**Exercise:**
Please collect every line in the records below that contains the word "concrete", matching case exactly, and copy each one in full.

[Records from a dataset]
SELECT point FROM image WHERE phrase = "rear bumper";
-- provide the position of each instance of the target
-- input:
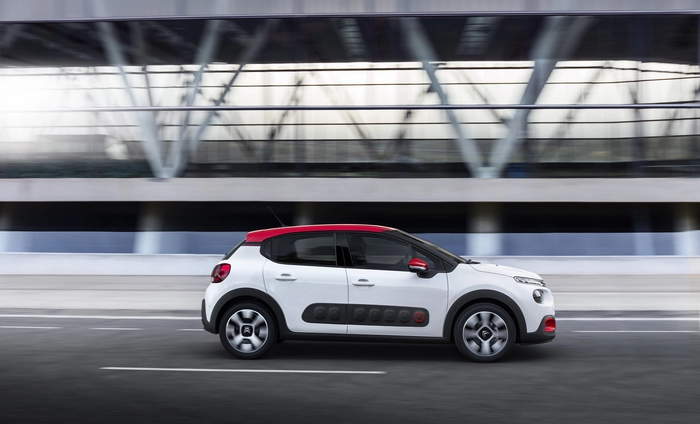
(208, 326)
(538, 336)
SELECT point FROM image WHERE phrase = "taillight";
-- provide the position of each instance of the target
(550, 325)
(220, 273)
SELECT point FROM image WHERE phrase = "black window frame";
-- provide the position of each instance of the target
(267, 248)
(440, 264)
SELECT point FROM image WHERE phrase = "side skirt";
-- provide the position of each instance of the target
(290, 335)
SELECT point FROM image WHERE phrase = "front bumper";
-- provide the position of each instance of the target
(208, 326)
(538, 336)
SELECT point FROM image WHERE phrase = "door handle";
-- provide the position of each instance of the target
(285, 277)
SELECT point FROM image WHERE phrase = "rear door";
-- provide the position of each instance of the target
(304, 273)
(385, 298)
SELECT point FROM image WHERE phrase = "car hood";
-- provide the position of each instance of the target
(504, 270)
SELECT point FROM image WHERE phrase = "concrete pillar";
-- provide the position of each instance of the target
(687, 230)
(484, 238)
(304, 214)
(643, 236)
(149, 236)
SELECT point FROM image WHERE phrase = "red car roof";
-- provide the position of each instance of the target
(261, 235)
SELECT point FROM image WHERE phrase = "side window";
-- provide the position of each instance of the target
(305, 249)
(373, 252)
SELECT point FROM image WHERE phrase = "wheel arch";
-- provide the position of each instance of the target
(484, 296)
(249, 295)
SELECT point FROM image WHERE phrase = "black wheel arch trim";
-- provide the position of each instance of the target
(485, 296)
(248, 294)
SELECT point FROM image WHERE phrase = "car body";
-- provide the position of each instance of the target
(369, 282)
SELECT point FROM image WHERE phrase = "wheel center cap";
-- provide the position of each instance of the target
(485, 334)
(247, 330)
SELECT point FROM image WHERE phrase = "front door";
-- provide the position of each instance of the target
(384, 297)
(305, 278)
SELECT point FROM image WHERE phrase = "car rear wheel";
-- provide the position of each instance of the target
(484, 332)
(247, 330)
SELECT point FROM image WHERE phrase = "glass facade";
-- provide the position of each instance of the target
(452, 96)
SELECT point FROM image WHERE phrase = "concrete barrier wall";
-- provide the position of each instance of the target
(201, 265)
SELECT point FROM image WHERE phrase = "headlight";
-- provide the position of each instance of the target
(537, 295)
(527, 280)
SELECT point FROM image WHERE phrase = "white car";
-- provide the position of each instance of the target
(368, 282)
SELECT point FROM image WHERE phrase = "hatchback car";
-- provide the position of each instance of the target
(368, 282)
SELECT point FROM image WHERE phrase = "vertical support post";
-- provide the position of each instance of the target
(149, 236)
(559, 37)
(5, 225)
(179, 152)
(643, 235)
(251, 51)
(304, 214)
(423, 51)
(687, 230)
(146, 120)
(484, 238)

---

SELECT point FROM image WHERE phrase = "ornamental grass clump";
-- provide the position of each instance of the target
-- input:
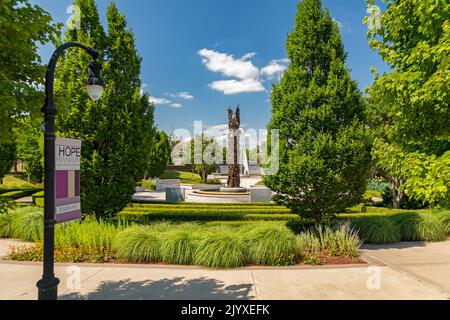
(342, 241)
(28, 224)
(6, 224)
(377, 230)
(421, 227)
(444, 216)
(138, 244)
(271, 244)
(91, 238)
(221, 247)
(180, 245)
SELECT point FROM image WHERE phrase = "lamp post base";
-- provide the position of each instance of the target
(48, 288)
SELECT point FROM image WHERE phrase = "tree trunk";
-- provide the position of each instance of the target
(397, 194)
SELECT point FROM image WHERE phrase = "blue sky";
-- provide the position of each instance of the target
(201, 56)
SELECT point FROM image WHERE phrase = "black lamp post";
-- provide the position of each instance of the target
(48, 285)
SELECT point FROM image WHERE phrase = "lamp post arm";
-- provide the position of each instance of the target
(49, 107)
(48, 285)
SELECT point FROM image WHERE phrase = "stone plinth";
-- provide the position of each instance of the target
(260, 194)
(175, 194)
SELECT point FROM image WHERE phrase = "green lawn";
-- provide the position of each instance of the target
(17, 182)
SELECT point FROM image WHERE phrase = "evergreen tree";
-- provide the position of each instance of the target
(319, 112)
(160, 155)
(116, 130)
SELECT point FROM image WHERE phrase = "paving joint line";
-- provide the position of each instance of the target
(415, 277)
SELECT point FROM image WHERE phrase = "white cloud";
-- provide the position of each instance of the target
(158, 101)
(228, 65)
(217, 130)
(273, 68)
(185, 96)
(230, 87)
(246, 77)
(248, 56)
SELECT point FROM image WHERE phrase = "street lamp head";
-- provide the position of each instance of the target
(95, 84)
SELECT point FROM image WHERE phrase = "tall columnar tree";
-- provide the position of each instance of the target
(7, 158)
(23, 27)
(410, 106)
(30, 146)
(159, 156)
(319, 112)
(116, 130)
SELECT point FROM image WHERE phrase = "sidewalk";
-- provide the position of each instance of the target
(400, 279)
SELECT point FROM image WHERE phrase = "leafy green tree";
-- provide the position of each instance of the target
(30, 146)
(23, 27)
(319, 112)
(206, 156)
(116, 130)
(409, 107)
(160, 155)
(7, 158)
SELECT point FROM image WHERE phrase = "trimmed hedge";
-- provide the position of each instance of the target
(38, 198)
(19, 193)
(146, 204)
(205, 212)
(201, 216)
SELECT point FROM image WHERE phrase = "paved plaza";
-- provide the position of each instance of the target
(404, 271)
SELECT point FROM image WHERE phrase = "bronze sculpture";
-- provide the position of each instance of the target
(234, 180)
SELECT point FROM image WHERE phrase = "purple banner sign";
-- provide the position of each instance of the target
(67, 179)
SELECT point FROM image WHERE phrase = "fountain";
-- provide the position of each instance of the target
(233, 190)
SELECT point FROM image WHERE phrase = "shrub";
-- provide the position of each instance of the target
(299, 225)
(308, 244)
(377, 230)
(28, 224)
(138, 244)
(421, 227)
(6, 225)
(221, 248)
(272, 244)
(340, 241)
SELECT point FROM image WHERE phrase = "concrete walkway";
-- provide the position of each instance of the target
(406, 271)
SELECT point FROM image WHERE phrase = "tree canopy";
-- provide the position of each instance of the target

**In response:**
SELECT point FROM image WHERE phrase = "concrete pillar";
SELECT point FROM image WHERE phrase = "concrete barrier wall";
SELECT point FROM image WHERE phrase = "concrete walkway";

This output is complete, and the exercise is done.